▸ **Work to complete**: Which lines run from the line with "of the house" through the line with "of the golf" in the entries below? Print them exactly, both ends included, and nothing more.

▸ **Input records**:
= = = = = = =
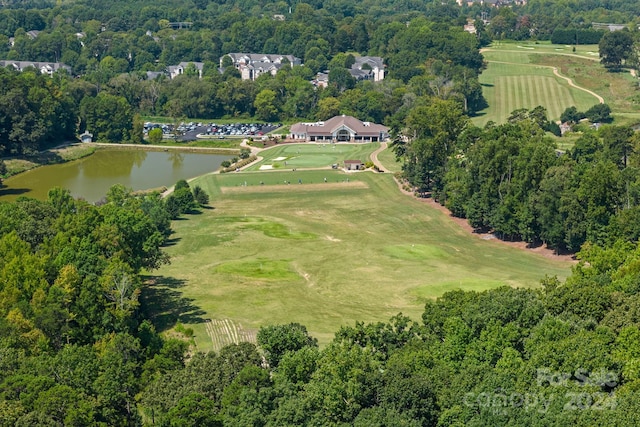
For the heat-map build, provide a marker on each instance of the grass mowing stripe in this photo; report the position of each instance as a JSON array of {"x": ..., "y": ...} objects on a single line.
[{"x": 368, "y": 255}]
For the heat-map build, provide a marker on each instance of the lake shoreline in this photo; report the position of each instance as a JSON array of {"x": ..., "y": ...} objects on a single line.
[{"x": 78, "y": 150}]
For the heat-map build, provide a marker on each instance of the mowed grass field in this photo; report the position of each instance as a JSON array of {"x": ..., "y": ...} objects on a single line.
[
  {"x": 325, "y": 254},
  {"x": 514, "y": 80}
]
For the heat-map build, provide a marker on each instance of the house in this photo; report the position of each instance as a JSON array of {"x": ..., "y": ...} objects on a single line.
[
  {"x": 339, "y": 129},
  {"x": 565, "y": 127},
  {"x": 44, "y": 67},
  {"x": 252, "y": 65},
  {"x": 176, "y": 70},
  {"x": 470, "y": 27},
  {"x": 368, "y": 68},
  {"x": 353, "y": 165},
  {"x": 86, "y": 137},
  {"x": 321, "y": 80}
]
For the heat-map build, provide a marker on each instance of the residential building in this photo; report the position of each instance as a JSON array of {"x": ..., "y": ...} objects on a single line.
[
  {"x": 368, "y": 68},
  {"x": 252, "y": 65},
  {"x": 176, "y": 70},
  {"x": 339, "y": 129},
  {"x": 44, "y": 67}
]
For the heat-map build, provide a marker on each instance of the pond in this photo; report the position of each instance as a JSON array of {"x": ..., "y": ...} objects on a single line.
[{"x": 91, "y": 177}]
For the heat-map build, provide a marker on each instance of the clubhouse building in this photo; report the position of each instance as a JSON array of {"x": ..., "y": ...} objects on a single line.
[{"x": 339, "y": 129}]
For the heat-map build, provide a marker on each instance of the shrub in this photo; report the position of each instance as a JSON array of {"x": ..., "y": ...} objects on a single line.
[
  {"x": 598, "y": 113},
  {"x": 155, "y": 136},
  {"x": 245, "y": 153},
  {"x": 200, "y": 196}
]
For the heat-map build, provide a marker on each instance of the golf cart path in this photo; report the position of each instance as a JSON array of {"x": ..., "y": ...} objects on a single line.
= = = = = = =
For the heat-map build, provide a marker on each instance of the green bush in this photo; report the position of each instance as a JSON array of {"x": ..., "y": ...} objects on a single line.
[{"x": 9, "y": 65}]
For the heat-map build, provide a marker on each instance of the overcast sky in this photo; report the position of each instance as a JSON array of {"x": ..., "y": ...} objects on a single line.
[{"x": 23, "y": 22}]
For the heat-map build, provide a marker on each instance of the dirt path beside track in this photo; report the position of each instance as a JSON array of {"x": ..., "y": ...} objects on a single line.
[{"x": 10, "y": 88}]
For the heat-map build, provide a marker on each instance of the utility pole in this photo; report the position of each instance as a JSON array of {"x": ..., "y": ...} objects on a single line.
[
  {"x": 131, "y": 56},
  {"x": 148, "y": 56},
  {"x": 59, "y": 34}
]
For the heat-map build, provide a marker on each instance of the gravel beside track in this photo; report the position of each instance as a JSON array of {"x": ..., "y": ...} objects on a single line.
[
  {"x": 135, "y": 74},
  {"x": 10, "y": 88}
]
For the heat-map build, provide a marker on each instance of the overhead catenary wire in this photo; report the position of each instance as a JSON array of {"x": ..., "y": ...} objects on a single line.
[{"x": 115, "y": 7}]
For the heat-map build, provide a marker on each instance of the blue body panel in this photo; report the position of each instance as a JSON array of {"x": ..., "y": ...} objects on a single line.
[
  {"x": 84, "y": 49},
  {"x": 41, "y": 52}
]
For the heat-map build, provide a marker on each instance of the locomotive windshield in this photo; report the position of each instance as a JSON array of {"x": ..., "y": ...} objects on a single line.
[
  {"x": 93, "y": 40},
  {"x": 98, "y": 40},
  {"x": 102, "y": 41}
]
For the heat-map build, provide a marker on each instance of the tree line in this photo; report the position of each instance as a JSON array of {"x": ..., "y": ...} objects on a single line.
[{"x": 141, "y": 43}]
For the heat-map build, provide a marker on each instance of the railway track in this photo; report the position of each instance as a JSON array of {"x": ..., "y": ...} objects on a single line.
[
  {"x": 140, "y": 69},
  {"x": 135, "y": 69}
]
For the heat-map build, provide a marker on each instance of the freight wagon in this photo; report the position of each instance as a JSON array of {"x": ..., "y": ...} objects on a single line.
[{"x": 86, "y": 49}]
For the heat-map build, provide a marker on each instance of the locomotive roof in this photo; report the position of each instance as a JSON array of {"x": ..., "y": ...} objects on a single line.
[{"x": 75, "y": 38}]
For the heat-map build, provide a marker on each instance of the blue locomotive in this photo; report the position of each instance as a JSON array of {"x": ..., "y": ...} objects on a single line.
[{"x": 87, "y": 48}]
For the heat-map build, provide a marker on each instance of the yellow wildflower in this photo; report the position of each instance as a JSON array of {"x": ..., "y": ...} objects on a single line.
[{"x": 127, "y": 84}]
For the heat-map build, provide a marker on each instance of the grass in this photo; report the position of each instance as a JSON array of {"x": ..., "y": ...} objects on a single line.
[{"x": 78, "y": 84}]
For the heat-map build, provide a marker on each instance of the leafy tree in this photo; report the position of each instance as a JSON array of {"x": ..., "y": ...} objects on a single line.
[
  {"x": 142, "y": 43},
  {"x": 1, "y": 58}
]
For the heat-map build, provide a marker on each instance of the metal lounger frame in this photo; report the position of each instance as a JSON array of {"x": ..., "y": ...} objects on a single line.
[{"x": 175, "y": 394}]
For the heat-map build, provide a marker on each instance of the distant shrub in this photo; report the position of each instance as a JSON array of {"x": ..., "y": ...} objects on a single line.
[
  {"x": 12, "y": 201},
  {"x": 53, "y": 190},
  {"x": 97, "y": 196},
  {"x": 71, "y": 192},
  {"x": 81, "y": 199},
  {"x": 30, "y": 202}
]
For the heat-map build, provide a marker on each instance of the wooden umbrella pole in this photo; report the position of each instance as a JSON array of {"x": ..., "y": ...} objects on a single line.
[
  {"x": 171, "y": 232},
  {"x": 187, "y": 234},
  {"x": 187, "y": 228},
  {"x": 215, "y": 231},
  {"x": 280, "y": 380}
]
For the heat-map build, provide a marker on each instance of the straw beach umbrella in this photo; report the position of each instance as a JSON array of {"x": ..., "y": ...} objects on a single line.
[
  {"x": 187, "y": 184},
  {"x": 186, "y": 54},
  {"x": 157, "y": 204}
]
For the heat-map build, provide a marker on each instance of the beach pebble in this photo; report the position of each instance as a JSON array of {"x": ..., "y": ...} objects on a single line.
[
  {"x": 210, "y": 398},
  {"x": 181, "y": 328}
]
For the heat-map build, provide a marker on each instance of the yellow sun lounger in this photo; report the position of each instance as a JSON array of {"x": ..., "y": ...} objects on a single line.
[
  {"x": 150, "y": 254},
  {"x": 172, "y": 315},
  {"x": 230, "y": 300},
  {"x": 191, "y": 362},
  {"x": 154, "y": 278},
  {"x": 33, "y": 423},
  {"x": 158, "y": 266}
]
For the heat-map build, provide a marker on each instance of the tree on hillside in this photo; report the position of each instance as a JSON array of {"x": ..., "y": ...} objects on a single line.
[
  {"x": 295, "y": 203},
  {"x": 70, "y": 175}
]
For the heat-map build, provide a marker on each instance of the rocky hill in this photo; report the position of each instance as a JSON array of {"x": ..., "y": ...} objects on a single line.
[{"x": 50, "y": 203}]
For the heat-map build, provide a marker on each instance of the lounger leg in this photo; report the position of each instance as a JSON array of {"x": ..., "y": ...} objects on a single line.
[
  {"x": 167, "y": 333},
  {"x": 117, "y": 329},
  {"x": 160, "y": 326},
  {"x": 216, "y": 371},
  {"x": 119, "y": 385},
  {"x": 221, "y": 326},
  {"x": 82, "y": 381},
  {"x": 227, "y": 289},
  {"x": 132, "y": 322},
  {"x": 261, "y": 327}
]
= = = = = = =
▸ **Exercise solution**:
For the heat-map build, provide a marker on each instance of the house in this photo; report the position of each instance as a JSON array of {"x": ..., "y": ...} objects on a single line.
[
  {"x": 339, "y": 129},
  {"x": 565, "y": 127},
  {"x": 44, "y": 67},
  {"x": 252, "y": 65},
  {"x": 176, "y": 70},
  {"x": 470, "y": 27},
  {"x": 368, "y": 68},
  {"x": 353, "y": 165},
  {"x": 86, "y": 137},
  {"x": 321, "y": 80}
]
For the heat-map build, provide a marker on each instance of the residential building in this photo; report the position of each instance as a JSON array of {"x": ..., "y": ...} objects on a single line.
[
  {"x": 368, "y": 68},
  {"x": 252, "y": 65},
  {"x": 176, "y": 70},
  {"x": 339, "y": 129},
  {"x": 44, "y": 67}
]
For the heat-map build, provide a marker on each instance of the pond in this photo; report the position of each instance as a JSON array of {"x": ..., "y": ...} objects on a single line.
[{"x": 91, "y": 177}]
For the heat-map build, provide a marker on each instance of the clubhouse building in this photo; report the position of each instance as a JSON array of {"x": ..., "y": ...} objects on a single line.
[{"x": 339, "y": 129}]
For the heat-map build, provide a marker on each instance of the shrub in this photo; report the position of each instance as a JSON array of {"x": ..., "y": ...} objects on a single line.
[
  {"x": 598, "y": 113},
  {"x": 155, "y": 136},
  {"x": 245, "y": 153},
  {"x": 200, "y": 196}
]
For the heat-map build, provide a marker on each instance of the golf cart path in this photo; report the position of each instance as a JSON array of {"x": ..., "y": ...} objects on a single line.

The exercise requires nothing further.